● **Work instructions**: Please write what follows the forum thread on ethnic minorities living in British and Spanish towns, picking up after its last line.

● **Excerpt provided**:
That wouldn't bother me in the slightest. I'd rather live next door to educated, well-behaved 'ethnic minority groups' than English chavs.
Seems to me it's the appallingly behaved indigenous who cause the most problems, here and back home.
Are there really any metropolitan areas where these 'ethnic minorities' are the majority? I know there are Asian ghettos in parts of our northern cities but these groups surely don't constitute a majority.
I do know of towns in rural areas where an ethnic minority has increased the population by over 15% but the minority in question is Polish.
Now, take Alicante: that's an area where an ethnic minority is now in the majority; I read that the population is now made up of over 50% Brits and Irish.


----------



## JBODEN (Jul 10, 2009)

mrypg9 said:


> That wouldn't bother me in the slightest. I'd rather live next door to educated, well-behaved 'ethnic minority groups' than English chavs.

● **Available data**:
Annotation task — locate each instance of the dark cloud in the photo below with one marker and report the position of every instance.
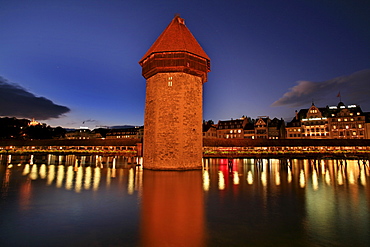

● **Response to the exercise**:
> Seems to me it's the appallingly behaved indigenous who cause the most problems, here and back home.
> Are there really any metropolitan areas where these 'ethnic minorities' are the majority? I know there are Asian ghettos in parts of our northern cities but these groups surely don't constitute a majority.
> I do know of towns in rural areas where an ethnic minority has increased the population by over 15% but the minority in question is Polish.
> Now, take Alicante: that's an area where an ethnic minority is now in the majority; I read that the population is now made up of over 50% Brits and Irish.


"30.6 per cent of London's population is from an ethnic minority (defined as non-white) and 42 per cent belong to groups other than white British" (Wikipedia). Just type 'ethnic population in ...(town name)... into google.

It would seem that the Poles are going home because, with the current exchange rate, they are actually worse off in PLN terms (that and the fact that they, too, are being laid-off). They have suffered financially in the same way as UK expats have suffered with the GBP/EU xrate crash.


----------



## mrypg9 (Apr 26, 2008)

JBODEN said:


> "30.6 per cent of London's population is from an ethnic minority (defined as non-white) and 42 per cent belong to groups other than white British" (Wikipedia). Just type 'ethnic population in ...(town name)... into google.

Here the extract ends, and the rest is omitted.